Source records
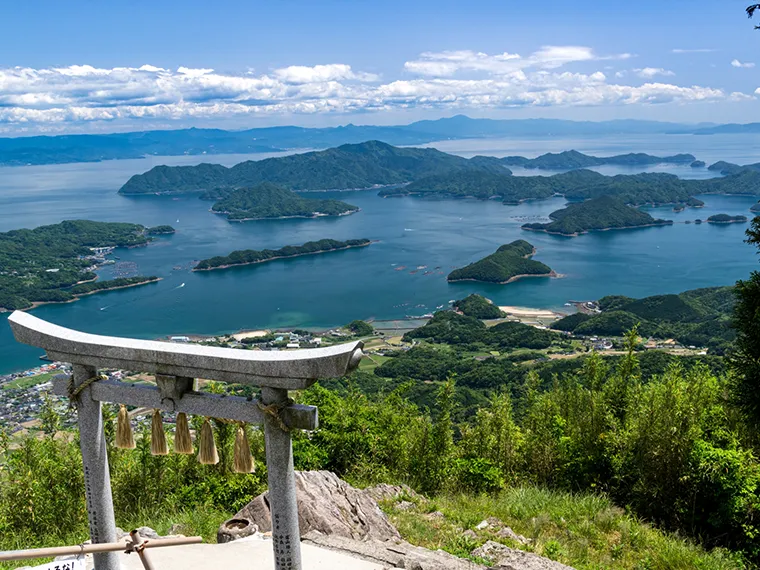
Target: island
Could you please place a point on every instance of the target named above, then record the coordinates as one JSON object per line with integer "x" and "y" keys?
{"x": 271, "y": 201}
{"x": 429, "y": 172}
{"x": 699, "y": 317}
{"x": 57, "y": 263}
{"x": 161, "y": 231}
{"x": 605, "y": 213}
{"x": 507, "y": 264}
{"x": 350, "y": 166}
{"x": 572, "y": 159}
{"x": 479, "y": 307}
{"x": 253, "y": 257}
{"x": 726, "y": 219}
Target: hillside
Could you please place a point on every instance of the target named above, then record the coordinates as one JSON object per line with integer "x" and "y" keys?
{"x": 598, "y": 214}
{"x": 572, "y": 159}
{"x": 53, "y": 264}
{"x": 345, "y": 167}
{"x": 271, "y": 201}
{"x": 699, "y": 317}
{"x": 508, "y": 263}
{"x": 252, "y": 256}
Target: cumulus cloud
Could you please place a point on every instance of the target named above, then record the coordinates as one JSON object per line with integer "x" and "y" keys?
{"x": 649, "y": 72}
{"x": 451, "y": 80}
{"x": 737, "y": 63}
{"x": 697, "y": 50}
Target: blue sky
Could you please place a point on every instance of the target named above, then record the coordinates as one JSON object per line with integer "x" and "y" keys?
{"x": 79, "y": 66}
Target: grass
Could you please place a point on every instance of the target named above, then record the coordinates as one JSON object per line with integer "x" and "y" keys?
{"x": 29, "y": 381}
{"x": 586, "y": 532}
{"x": 202, "y": 522}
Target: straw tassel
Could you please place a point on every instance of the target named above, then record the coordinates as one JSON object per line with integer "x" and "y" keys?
{"x": 207, "y": 454}
{"x": 157, "y": 436}
{"x": 125, "y": 439}
{"x": 183, "y": 443}
{"x": 243, "y": 460}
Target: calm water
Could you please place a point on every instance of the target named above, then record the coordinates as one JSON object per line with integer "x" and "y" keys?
{"x": 335, "y": 288}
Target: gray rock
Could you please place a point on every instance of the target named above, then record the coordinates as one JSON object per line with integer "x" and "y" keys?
{"x": 507, "y": 558}
{"x": 507, "y": 532}
{"x": 234, "y": 529}
{"x": 392, "y": 554}
{"x": 325, "y": 504}
{"x": 384, "y": 491}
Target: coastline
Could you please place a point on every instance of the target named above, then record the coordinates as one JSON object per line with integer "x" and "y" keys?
{"x": 314, "y": 215}
{"x": 36, "y": 304}
{"x": 576, "y": 234}
{"x": 552, "y": 273}
{"x": 282, "y": 257}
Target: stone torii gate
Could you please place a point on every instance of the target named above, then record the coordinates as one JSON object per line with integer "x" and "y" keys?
{"x": 176, "y": 367}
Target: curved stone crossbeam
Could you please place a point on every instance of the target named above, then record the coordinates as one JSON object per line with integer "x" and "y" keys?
{"x": 291, "y": 370}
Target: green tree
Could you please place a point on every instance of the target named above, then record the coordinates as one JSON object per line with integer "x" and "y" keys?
{"x": 746, "y": 356}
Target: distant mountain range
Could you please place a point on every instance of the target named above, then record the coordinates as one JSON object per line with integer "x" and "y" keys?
{"x": 20, "y": 151}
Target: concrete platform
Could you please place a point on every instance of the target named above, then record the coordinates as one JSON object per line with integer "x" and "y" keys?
{"x": 253, "y": 553}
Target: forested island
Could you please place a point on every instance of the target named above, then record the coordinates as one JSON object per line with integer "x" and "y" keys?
{"x": 699, "y": 317}
{"x": 426, "y": 172}
{"x": 605, "y": 213}
{"x": 268, "y": 200}
{"x": 348, "y": 166}
{"x": 252, "y": 256}
{"x": 55, "y": 263}
{"x": 572, "y": 160}
{"x": 508, "y": 263}
{"x": 726, "y": 219}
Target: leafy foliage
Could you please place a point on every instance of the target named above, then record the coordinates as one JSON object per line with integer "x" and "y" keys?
{"x": 253, "y": 256}
{"x": 478, "y": 306}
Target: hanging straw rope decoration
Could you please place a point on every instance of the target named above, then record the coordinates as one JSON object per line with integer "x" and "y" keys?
{"x": 183, "y": 443}
{"x": 243, "y": 460}
{"x": 125, "y": 439}
{"x": 157, "y": 435}
{"x": 207, "y": 454}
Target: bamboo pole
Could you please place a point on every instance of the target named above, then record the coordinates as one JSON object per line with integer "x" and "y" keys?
{"x": 92, "y": 548}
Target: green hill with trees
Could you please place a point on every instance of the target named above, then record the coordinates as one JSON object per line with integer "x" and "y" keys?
{"x": 253, "y": 256}
{"x": 345, "y": 167}
{"x": 50, "y": 264}
{"x": 699, "y": 317}
{"x": 268, "y": 200}
{"x": 479, "y": 307}
{"x": 508, "y": 263}
{"x": 572, "y": 159}
{"x": 602, "y": 213}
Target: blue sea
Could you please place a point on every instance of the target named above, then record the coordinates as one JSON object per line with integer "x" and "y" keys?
{"x": 365, "y": 283}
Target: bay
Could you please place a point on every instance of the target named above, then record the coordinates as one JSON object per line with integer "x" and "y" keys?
{"x": 335, "y": 288}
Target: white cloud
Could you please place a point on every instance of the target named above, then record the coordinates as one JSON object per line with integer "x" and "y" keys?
{"x": 649, "y": 72}
{"x": 451, "y": 80}
{"x": 697, "y": 50}
{"x": 737, "y": 63}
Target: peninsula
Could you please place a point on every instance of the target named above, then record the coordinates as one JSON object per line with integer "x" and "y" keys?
{"x": 252, "y": 256}
{"x": 56, "y": 263}
{"x": 605, "y": 213}
{"x": 726, "y": 219}
{"x": 572, "y": 159}
{"x": 508, "y": 263}
{"x": 268, "y": 200}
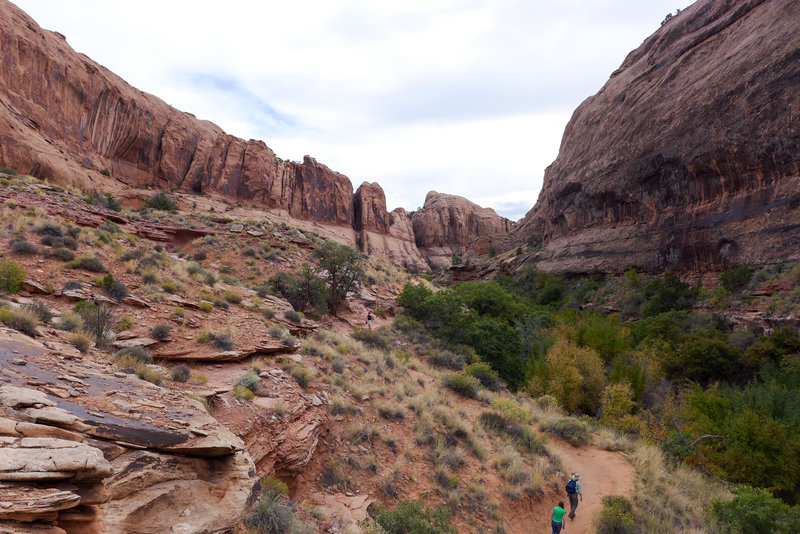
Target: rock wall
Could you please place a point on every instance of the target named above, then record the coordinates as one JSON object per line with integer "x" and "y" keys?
{"x": 65, "y": 118}
{"x": 689, "y": 156}
{"x": 449, "y": 225}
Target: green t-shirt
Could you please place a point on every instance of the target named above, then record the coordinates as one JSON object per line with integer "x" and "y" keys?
{"x": 558, "y": 513}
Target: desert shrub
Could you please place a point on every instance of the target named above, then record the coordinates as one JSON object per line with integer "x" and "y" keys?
{"x": 137, "y": 352}
{"x": 371, "y": 338}
{"x": 522, "y": 437}
{"x": 169, "y": 286}
{"x": 117, "y": 291}
{"x": 272, "y": 514}
{"x": 445, "y": 358}
{"x": 464, "y": 385}
{"x": 242, "y": 393}
{"x": 23, "y": 247}
{"x": 221, "y": 340}
{"x": 62, "y": 254}
{"x": 572, "y": 430}
{"x": 250, "y": 380}
{"x": 12, "y": 274}
{"x": 161, "y": 332}
{"x": 160, "y": 201}
{"x": 232, "y": 297}
{"x": 69, "y": 322}
{"x": 40, "y": 310}
{"x": 302, "y": 375}
{"x": 90, "y": 264}
{"x": 414, "y": 516}
{"x": 80, "y": 340}
{"x": 293, "y": 316}
{"x": 20, "y": 320}
{"x": 181, "y": 373}
{"x": 49, "y": 228}
{"x": 616, "y": 517}
{"x": 754, "y": 510}
{"x": 97, "y": 319}
{"x": 485, "y": 375}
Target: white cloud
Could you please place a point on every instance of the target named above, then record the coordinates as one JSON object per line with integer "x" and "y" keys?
{"x": 468, "y": 97}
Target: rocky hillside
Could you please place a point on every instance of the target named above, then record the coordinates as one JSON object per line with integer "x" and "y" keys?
{"x": 68, "y": 119}
{"x": 689, "y": 156}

Your assignment
Whenever a line in the data holds "hillside", copy that line.

Exercise result
Target: hillside
Target: rocky hillside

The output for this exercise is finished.